### DATA ENTRIES:
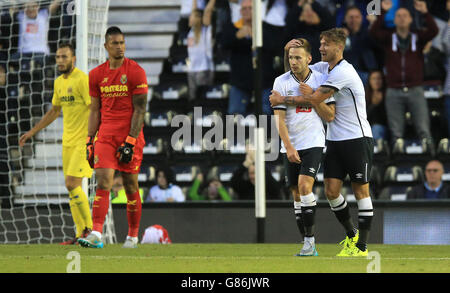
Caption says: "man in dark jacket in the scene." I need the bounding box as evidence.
[231,146,281,200]
[407,160,450,199]
[370,1,438,150]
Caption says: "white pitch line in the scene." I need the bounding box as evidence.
[0,255,450,261]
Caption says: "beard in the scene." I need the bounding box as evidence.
[58,65,73,74]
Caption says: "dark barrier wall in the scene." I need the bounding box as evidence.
[114,201,450,244]
[0,201,450,245]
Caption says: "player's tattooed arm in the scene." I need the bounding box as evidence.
[300,83,335,107]
[129,94,147,138]
[314,102,336,122]
[88,97,100,136]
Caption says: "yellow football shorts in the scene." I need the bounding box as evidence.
[62,144,92,178]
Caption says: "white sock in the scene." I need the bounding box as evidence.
[328,194,347,211]
[126,235,138,244]
[305,236,315,244]
[300,192,316,207]
[91,231,102,239]
[357,197,373,217]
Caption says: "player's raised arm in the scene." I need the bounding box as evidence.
[273,110,302,164]
[129,94,147,138]
[300,82,336,122]
[117,93,147,164]
[19,105,61,147]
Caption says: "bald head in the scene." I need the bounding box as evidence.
[425,160,444,187]
[394,8,412,30]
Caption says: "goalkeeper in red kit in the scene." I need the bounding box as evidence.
[78,27,148,248]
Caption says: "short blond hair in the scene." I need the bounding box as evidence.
[289,38,311,55]
[320,28,347,47]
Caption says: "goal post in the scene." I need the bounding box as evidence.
[0,0,115,244]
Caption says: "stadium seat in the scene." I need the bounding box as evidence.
[384,165,424,184]
[392,138,435,156]
[172,165,200,183]
[149,111,176,127]
[143,137,168,155]
[204,84,230,99]
[378,185,411,201]
[152,82,188,100]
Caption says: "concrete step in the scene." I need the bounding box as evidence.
[139,62,163,76]
[25,157,62,170]
[125,48,169,61]
[109,0,181,9]
[108,23,178,33]
[125,35,173,52]
[108,9,180,25]
[34,143,62,158]
[14,185,69,197]
[24,169,65,186]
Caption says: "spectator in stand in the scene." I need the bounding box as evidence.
[370,0,438,154]
[407,160,450,199]
[261,0,298,114]
[218,0,273,115]
[344,6,378,85]
[111,171,144,204]
[282,0,334,64]
[366,70,388,141]
[187,0,216,101]
[231,145,281,200]
[0,4,13,63]
[178,0,206,46]
[11,0,62,68]
[335,0,370,28]
[0,64,10,203]
[145,168,186,202]
[188,173,231,201]
[441,0,450,137]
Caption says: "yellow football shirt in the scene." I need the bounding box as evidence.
[52,67,91,146]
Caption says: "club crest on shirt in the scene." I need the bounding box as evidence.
[120,74,127,84]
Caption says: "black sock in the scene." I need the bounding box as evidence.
[294,204,305,240]
[356,216,373,251]
[302,206,316,237]
[333,205,356,238]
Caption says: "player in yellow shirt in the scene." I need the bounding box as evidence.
[19,44,92,244]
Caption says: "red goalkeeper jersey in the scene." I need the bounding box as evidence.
[89,58,148,136]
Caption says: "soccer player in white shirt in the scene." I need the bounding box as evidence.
[270,28,374,256]
[272,39,335,256]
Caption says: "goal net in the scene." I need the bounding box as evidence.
[0,0,115,243]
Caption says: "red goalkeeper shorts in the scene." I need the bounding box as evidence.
[94,132,145,174]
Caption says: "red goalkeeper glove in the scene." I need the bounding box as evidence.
[86,136,94,169]
[116,135,136,164]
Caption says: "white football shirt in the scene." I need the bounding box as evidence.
[187,25,214,72]
[273,70,334,153]
[310,59,372,141]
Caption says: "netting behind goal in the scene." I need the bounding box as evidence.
[0,0,109,243]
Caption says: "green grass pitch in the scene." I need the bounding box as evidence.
[0,244,450,273]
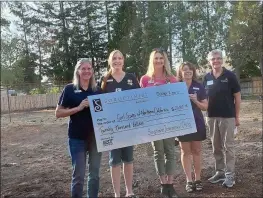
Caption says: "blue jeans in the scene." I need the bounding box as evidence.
[69,138,101,198]
[109,146,133,166]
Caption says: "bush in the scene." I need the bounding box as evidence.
[48,87,60,93]
[29,87,46,95]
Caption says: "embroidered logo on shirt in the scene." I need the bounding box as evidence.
[127,79,133,85]
[206,80,214,86]
[92,99,103,112]
[74,89,82,93]
[148,79,154,84]
[221,78,228,82]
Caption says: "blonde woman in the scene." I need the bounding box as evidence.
[140,48,177,197]
[177,62,208,193]
[55,59,101,198]
[101,50,140,197]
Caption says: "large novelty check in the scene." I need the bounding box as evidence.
[88,82,196,152]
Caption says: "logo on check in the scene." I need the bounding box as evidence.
[92,99,103,112]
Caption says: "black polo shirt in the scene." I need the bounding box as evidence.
[203,67,240,118]
[100,73,140,93]
[58,84,101,140]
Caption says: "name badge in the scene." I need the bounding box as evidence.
[148,79,154,84]
[74,89,82,93]
[206,80,214,85]
[221,78,228,82]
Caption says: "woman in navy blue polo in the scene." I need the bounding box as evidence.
[177,62,208,192]
[55,59,101,198]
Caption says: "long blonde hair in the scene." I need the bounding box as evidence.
[72,58,97,91]
[101,50,124,91]
[146,50,172,78]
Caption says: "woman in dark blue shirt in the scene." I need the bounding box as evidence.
[177,62,208,192]
[55,59,101,198]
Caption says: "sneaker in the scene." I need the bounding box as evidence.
[194,180,203,191]
[222,175,236,188]
[208,171,225,184]
[161,184,169,196]
[185,182,195,193]
[167,184,179,198]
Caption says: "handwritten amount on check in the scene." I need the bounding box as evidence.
[97,104,192,135]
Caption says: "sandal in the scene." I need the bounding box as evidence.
[195,180,203,191]
[185,182,194,193]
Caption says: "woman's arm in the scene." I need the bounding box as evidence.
[55,99,89,118]
[193,99,208,111]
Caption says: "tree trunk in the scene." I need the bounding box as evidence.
[167,2,173,67]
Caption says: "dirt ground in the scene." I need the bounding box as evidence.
[1,100,262,198]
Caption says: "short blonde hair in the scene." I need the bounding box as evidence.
[72,58,97,91]
[101,50,124,91]
[146,49,172,77]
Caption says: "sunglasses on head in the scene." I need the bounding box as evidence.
[77,58,91,62]
[152,47,166,53]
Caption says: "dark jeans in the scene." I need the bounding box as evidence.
[69,138,101,198]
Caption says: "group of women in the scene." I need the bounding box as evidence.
[56,48,208,197]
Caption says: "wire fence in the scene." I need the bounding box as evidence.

### STATED PROBLEM:
Give the lines from the first one up to and including the line containing "[0,255,450,261]" as a two-column CSV with columns caption and boxes, one row for each line with a caption: its text and the boxes under it, each in a single quoted field with line breaks replaced by spaces. Leave the pictures out.

### EXERCISE ANSWER:
caption,boxes
"Caption says: ""man in dark jacket in the scene."" I need the bounding box as evidence.","[231,146,281,200] [407,160,450,199] [370,1,438,150]"
"Caption says: ""white pitch line in the scene."" I need the bounding box as evidence.","[0,255,450,261]"